Text provided -
Birthday – Queen Elizabeth I (1533-1603) was born in Greenwich Palace. She was the daughter of King Henry VIII and Anne Boleyn. She ascended the throne in 1558 at age 25. During her reign, Britain became a world power by defeating the Spanish Armada. The Anglican Church was also fully established.
September 8, 1565 – The first Catholic settlement in America was founded by Spaniard Don Pedro Menendez de Aviles at St. Augustine, Florida.
September 8, 1883 – The Northern Pacific Railroad across the U.S. was completed.
September 8, 1900 – A hurricane with winds of 120 mph struck Galveston, Texas, killing over 8,000 persons, making it the worst natural disaster in U.S. history. The hurricane and tidal wave that followed destroyed over 2,500 buildings.
September 8, 1935 – Louisiana Senator Huey P. Long was shot and mortally wounded while attending a session of the state House of Representatives in Baton Rouge, Louisiana. He died two days later.
September 8, 1941 – The German Army began its blockade of Leningrad, lasting until January 1944, resulting in the deaths of almost one million Russian civilians.
September 8, 1974 – A month after resigning the presidency in disgrace as a result of the Watergate scandal, Richard Nixon was granted a full pardon by President Gerald R. Ford for all offenses committed while in office.
September 9, 1776 – The United States came into existence as the Continental Congress changed the name of the new American nation from the United Colonies.
September 9, 1943 – The invasion of Salerno began during World War II in Europe as Allied forces under General Mark Clark made amphibious landings along the western coast of Italy near Naples. Initial gains by the Allies met strong resistance from German forces.
September 9, 1948 – Following the withdrawal of Soviet forces from North Korea, the Democratic People’s Republic of Korea was proclaimed with Pyongyang as its capital.
September 9, 1976 – Longtime leader of Communist China, Chairman Mao Zedong, died. As a Chinese revolutionary soldier and statesman, he had proclaimed the People’s Republic of China in 1949 in Beijing.
September 9, 1993 – Israel and the PLO (Palestine Liberation Organization) agreed to recognize each other, paving the way for a possible peaceful end to the hundred year old conflict between Arabs and Jews in the Mideast.
September 10 Return to Top of Page
September 10, 1898 – Elizabeth, Empress of Austria-Hungary, was assassinated in Geneva by an anarchist.
September 10, 1919 – Following the defeat of Germany in World War I, the victorious Allies signed the Treaty of Saint-Germain ceding parts of pre-war German-Austria to Italy and Czechoslovakia. Austria was also forbidden to unite with Germany.
September 10, 1943 – Hitler’s troops occupied Rome and took over the protection of Vatican City.

Dataset excerpt -
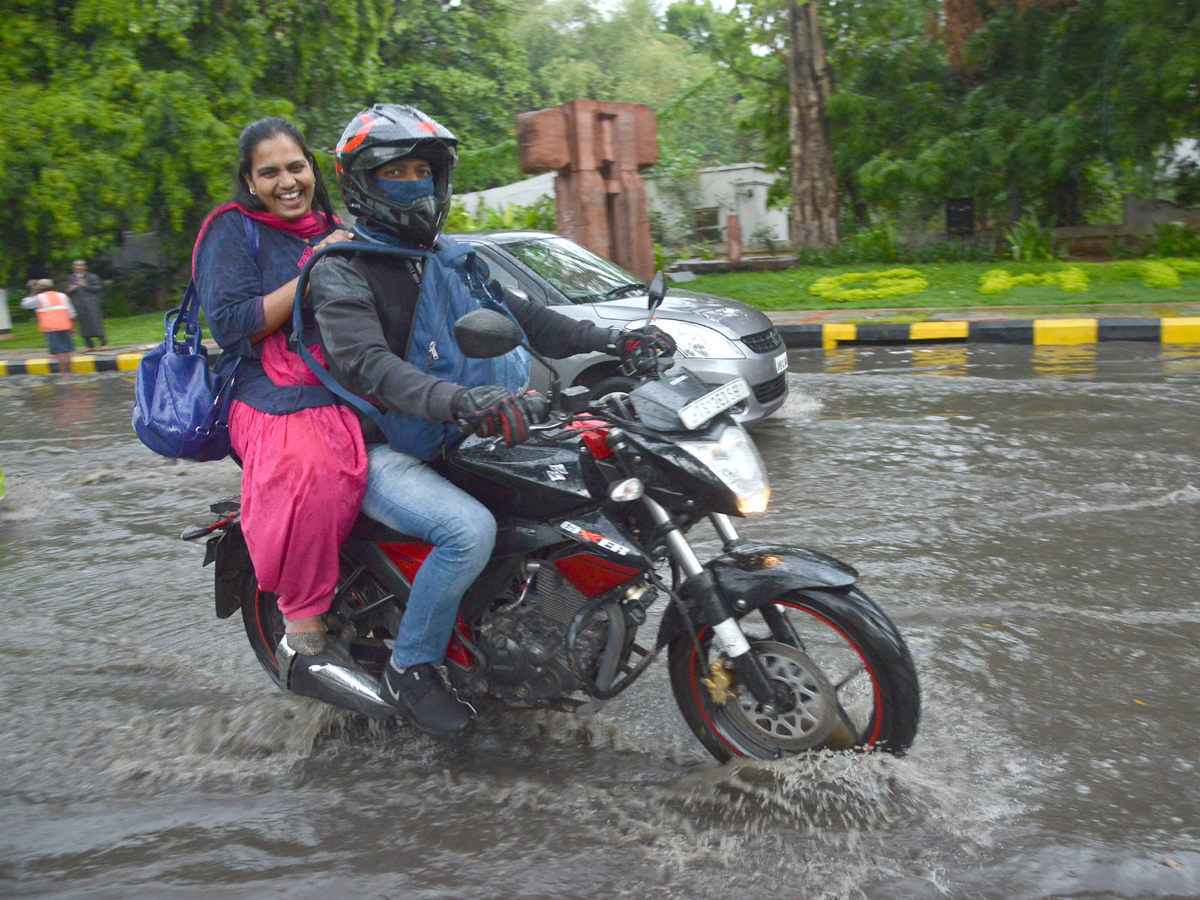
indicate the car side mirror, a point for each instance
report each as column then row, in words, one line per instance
column 486, row 334
column 657, row 292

Work item -
Rewrite the timeline of historical events between "September 9, 1943" and "1949 in Beijing.", inclusive, with "Mao Zedong" changed to "Mao Tse-tung".

Task solution -
September 9, 1943 – The invasion of Salerno began during World War II in Europe as Allied forces under General Mark Clark made amphibious landings along the western coast of Italy near Naples. Initial gains by the Allies met strong resistance from German forces.
September 9, 1948 – Following the withdrawal of Soviet forces from North Korea, the Democratic People’s Republic of Korea was proclaimed with Pyongyang as its capital.
September 9, 1976 – Longtime leader of Communist China, Chairman Mao Tse-tung, died. As a Chinese revolutionary soldier and statesman, he had proclaimed the People’s Republic of China in 1949 in Beijing.